**DOCUMENT TEXT**:
---

Twelfer Is The Self Curated Photo Sharing Platform

Twelfer,Netherlands startup, dutch startup,photo sharingLately there’s been a lot of talk about Jon Oringer and his startup Shutterstock. Business Insider ran a story the other day talking about how Oringer took 100,000 photos to launch his latest startup.

With all that hard work Oringer was able to take Shutterstock public this year. It was the first New York tech company to go public in the last two years.

Shutterstock is one of many photo sharing sites that encourage folks to go out, fill up their memory cards and share until their hearts are content. With Netherlands photo sharing startup Twelfer, the idea is just the opposite.

“Just imagine that you want to shoot some photos but instead of using a memory card, able to hold more than 1200 photos, you only use one roll of film of 12 shots. We bet you’ll be more focused before shooting a photo, thus at Twelfer, we bet you’ll be more focused before showing a photo.” Edwin Janssen, co-founder of Twelfer told nibletz.com in an interview.

Their platform requires self curation. When DSLR cameras have made it easier than ever to shoot 1000 photos at one event, picking your 12 best is a task that’s much harder than it seems. It’s not only good for the photographer it’s good for the viewer as well.

---

[A run of records]
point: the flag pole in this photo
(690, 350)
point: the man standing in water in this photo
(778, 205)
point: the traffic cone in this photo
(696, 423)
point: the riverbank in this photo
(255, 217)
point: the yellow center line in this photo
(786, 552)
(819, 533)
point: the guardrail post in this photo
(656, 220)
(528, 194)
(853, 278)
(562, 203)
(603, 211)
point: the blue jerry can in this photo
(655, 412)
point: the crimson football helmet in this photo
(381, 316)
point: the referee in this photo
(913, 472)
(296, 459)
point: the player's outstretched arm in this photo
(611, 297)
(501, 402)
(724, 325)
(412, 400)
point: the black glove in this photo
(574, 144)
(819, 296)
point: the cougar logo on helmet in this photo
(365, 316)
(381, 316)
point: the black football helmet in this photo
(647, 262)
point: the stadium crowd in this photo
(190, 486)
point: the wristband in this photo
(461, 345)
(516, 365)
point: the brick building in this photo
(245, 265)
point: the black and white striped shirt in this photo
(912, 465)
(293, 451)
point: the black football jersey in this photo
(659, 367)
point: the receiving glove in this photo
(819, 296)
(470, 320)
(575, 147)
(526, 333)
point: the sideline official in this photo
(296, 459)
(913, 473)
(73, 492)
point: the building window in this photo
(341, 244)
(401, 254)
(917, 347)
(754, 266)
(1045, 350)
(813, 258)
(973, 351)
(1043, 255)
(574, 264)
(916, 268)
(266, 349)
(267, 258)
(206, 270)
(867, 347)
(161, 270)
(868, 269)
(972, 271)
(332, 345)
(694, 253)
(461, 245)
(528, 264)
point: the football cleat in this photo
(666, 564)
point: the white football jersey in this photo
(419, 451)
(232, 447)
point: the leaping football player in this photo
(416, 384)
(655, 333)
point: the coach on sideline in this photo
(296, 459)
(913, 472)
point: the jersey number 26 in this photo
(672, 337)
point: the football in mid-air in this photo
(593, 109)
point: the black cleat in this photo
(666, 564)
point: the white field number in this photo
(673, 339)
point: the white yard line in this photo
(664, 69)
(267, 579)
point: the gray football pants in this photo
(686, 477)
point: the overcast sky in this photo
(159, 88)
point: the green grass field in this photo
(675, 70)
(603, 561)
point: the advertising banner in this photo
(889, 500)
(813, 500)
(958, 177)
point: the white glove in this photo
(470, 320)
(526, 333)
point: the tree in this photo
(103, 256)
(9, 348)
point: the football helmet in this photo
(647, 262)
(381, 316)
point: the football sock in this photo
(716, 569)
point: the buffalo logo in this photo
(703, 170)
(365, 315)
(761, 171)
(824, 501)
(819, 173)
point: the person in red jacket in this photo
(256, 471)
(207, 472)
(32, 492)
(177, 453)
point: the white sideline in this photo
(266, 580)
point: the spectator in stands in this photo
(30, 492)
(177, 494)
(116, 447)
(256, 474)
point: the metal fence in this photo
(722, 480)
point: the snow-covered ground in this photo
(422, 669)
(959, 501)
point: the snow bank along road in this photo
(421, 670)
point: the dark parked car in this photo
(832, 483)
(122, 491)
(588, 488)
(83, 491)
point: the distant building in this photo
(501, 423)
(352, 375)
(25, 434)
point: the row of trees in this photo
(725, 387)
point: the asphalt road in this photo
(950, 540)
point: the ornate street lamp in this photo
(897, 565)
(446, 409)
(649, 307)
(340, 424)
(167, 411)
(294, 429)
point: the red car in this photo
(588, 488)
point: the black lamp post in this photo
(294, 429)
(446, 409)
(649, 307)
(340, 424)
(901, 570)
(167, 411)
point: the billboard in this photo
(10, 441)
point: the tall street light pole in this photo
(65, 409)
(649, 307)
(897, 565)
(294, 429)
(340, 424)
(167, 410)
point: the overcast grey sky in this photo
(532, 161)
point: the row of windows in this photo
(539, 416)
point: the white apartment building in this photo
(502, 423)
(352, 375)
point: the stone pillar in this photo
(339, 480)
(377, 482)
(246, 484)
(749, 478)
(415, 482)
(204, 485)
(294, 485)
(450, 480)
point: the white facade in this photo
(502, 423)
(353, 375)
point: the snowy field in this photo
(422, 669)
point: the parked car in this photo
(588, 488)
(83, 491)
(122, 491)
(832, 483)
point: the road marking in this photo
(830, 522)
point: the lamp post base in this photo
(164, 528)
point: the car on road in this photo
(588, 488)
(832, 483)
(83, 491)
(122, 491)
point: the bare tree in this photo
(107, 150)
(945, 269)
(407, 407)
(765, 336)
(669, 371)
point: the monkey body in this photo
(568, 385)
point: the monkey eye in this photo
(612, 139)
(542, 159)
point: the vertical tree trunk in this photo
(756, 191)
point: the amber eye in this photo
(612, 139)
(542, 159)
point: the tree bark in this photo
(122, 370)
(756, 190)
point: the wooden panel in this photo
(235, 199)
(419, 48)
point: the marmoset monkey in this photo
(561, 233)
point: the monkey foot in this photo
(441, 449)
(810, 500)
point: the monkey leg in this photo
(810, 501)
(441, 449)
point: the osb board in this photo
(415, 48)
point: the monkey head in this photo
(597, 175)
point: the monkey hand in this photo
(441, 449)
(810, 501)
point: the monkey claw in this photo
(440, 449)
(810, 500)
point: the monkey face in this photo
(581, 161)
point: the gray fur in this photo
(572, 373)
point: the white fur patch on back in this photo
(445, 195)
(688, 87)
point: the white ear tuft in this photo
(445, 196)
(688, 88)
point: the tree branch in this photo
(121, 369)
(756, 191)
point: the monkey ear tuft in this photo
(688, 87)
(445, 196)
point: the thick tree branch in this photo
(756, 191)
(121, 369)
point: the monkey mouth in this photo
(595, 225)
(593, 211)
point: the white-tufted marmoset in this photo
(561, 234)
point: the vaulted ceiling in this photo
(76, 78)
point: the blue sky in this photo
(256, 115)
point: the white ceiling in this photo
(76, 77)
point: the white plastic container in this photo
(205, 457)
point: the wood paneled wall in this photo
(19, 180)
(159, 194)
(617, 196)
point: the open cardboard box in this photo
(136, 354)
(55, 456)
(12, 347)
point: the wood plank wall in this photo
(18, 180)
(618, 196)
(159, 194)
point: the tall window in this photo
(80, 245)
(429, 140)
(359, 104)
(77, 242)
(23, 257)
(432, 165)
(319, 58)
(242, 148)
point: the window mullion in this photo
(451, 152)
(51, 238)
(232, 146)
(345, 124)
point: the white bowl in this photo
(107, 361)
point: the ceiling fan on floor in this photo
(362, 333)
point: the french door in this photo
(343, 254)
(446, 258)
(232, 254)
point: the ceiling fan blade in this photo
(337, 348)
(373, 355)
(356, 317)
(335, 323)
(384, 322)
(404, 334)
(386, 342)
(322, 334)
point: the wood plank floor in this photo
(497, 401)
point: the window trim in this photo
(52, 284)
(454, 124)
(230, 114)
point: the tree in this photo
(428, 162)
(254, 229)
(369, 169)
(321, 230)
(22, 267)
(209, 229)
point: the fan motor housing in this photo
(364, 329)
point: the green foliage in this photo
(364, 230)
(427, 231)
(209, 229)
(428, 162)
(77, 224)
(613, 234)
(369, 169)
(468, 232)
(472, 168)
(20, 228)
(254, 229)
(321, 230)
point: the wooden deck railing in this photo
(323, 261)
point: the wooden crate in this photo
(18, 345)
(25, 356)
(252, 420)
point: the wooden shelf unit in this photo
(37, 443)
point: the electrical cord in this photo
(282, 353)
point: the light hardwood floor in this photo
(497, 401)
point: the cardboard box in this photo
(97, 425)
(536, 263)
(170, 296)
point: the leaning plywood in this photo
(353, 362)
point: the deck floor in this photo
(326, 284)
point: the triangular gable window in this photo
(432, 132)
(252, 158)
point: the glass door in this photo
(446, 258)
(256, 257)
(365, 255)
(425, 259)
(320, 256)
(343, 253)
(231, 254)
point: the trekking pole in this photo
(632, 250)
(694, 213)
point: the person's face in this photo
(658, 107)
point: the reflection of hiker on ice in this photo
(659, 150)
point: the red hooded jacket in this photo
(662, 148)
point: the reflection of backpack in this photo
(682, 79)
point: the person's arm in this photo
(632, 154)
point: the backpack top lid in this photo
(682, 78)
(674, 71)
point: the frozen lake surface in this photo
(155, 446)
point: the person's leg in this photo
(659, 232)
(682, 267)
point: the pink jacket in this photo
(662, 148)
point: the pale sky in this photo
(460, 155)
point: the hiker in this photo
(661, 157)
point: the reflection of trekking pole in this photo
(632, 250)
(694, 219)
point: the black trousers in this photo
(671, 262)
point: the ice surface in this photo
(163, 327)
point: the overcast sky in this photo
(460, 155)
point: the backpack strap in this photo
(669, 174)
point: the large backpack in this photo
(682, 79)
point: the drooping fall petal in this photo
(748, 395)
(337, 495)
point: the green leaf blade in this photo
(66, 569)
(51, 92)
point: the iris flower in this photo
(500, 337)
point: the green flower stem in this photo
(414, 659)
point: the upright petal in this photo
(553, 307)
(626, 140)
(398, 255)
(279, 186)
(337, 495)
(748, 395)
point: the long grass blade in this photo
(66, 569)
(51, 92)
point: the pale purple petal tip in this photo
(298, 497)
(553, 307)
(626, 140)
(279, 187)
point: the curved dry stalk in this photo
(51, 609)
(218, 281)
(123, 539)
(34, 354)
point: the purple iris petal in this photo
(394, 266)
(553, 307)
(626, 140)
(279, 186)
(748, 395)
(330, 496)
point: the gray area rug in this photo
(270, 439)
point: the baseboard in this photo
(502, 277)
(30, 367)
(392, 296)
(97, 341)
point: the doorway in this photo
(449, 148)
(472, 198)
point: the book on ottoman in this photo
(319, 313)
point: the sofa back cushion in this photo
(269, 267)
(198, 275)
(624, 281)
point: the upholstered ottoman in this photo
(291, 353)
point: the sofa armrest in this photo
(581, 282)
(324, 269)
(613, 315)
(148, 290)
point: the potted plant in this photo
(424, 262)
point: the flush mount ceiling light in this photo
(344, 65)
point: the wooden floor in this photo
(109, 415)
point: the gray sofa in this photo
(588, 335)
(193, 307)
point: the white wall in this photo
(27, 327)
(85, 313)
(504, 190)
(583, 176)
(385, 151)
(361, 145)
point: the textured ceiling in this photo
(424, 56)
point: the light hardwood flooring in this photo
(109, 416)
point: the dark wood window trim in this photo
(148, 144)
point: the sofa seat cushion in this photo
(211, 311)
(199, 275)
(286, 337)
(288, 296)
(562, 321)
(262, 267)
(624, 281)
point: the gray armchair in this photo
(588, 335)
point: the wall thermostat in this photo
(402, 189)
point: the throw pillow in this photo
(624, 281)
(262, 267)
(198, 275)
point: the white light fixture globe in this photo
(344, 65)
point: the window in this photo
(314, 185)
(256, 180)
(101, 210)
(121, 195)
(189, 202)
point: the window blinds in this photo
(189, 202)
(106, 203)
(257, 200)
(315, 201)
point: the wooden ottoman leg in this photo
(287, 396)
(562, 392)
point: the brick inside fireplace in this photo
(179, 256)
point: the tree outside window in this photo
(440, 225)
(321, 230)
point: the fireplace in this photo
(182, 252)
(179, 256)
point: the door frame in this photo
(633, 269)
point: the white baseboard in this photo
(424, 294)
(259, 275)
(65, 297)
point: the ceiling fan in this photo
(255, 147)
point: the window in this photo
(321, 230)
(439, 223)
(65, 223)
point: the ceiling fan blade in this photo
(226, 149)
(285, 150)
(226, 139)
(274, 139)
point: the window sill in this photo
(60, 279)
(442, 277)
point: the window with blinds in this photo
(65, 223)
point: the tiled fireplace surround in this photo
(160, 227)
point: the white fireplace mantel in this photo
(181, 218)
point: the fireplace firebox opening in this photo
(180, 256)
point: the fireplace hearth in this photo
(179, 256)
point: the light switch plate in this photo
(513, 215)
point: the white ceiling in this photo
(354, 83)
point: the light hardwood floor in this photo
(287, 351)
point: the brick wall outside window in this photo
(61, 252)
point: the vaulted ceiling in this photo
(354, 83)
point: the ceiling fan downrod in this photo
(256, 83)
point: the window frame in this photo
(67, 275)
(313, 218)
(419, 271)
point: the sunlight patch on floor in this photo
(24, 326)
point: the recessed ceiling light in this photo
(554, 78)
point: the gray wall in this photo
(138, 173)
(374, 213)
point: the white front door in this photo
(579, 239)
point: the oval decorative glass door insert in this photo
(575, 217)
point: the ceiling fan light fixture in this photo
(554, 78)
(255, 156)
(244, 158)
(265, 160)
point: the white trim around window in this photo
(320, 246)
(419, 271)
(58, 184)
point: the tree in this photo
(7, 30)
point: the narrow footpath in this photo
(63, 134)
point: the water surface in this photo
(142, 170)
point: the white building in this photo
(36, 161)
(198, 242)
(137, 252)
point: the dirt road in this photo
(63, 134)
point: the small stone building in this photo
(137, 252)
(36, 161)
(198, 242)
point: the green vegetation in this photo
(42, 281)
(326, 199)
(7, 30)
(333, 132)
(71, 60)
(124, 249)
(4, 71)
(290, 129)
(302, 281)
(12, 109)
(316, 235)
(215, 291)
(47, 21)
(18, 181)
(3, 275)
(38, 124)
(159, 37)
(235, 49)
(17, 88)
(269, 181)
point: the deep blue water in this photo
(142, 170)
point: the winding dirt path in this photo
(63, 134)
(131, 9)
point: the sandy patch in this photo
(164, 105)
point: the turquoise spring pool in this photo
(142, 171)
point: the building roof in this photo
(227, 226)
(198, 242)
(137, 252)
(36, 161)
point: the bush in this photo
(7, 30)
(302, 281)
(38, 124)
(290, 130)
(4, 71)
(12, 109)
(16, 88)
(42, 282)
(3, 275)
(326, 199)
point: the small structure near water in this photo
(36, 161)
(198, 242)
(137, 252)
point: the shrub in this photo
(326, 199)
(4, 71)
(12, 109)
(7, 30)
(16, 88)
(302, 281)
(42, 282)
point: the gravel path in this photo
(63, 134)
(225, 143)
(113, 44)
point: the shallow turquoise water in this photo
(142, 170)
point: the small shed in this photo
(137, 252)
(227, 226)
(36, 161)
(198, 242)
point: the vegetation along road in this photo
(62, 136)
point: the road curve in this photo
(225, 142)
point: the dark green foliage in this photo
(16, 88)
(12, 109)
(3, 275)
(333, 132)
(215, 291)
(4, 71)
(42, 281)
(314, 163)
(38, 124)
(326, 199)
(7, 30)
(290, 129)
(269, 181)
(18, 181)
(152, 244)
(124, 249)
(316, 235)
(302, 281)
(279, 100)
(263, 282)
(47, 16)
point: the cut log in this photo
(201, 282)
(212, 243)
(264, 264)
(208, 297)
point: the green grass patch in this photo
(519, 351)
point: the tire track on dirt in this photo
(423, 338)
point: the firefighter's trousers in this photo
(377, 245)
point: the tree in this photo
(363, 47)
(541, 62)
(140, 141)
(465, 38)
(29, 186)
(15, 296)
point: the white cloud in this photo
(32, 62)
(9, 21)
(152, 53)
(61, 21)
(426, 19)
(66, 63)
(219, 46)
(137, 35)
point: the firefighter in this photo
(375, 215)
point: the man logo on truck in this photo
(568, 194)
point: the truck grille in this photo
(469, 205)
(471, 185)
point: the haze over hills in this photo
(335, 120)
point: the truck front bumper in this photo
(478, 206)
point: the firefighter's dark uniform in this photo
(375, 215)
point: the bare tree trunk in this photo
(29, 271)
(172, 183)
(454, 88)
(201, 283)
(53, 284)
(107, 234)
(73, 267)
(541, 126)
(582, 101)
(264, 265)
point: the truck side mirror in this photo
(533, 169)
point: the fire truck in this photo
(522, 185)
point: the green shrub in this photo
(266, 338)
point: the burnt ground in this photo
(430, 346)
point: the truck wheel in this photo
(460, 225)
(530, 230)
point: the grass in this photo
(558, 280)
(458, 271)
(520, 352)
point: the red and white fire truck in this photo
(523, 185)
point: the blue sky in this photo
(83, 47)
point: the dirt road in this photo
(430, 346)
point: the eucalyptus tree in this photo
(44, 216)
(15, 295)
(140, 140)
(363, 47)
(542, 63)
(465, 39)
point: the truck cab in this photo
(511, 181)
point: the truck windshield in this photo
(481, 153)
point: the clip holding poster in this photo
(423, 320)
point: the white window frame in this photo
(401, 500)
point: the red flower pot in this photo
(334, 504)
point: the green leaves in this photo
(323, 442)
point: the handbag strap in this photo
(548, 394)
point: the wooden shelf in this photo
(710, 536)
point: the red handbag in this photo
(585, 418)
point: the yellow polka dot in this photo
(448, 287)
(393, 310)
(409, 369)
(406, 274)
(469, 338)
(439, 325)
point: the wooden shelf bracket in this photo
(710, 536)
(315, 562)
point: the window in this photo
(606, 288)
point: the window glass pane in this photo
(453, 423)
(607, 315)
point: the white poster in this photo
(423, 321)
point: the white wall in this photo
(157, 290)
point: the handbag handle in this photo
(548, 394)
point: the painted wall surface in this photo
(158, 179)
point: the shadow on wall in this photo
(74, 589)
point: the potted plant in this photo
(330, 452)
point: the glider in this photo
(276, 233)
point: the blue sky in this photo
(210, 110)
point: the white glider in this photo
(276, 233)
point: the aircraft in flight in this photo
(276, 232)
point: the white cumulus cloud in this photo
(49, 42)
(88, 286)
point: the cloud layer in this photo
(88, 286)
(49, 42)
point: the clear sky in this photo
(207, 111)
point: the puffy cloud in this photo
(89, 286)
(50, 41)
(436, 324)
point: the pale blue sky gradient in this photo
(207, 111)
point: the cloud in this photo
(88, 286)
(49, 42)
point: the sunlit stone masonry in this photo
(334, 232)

---

**EXERCISE REQUIREMENTS**:
[1] In the Twelfer article, swap "Shutterstock" for "PhotoStock" and give back everything from "Twelfer Is The" down to "just the opposite.".
[2] According to the Twelfer article, how many photos did Oringer take to launch his latest startup?
[3] Write the next part of the Twelfer article, picking up after its last sentence.
This listing has nothing to do with the Twelfer article.

**RESULTS OF THE TASKS**:
[1]
Twelfer Is The Self Curated Photo Sharing Platform

Twelfer,Netherlands startup, dutch startup,photo sharingLately there’s been a lot of talk about Jon Oringer and his startup PhotoStock. Business Insider ran a story the other day talking about how Oringer took 100,000 photos to launch his latest startup.

With all that hard work Oringer was able to take PhotoStock public this year. It was the first New York tech company to go public in the last two years.

PhotoStock is one of many photo sharing sites that encourage folks to go out, fill up their memory cards and share until their hearts are content. With Netherlands photo sharing startup Twelfer, the idea is just the opposite.

[2] 100,000 photos.

[3]
“Do you think it’s easy to mark your absolute best photos from your good ones if you can show a couple of hundreds? If not, go to our website and show your 12 best photos. In addition, your viewers will never fall asleep again due to browsing through your portfolio endlessly.” Janssen said.

Janssen is himself a perfectionist, at least when it comes to photography. Being overly critical of his own work made it possible for him to win first place in the Photo Academy Awards (Netherlands & Belfium) and several International Photography Awards and honorable mentions.

Twelfer’s technical co-founder is Senno Kaasjager. Kaasjager has been programming since he was nine years old, starting out on a Commodore 64. When Janssen explained the idea around Twelfer “…he was immediately interested, since he also believes, that the “information age” is more and more becoming a “non-information age”, because of the lack of filtering of content that is being put online nowadays”.

While Janssen refuses to use the word lazy, moving from film to digital allows photographers to have multiple chances to get the photo right. Digital can actually help photographers get the absolute best picture, but that’s no reason to upload 50 shots of the exact same pose.

Twelfer solves two fundamental problems:

  • Maintaining your focus on your absolute best photos that you want to show – instead of trying to fill up your ‘online storage’, not removing your good photos from your best photos.
  • Giving a very clear focus to your viewers – instead of them browsing through your portfolio endlessly, processing large chunks of information and therefore naturally losing their focus.

They have no real secret sauce other than the fact that you can only post 12 pictures, making it more of a gallery rather than a photo sharing site. “Flickr and other photo sharing communities are more like ‘storage solutions’ instead of them being a platform for you to show your best work only. “

For more information you can sign up for early access to Twelfer here at twelfer.com

The nibletz team is back on our sneaker strapped nationwide startup road trip, part deux, here’s how you can help!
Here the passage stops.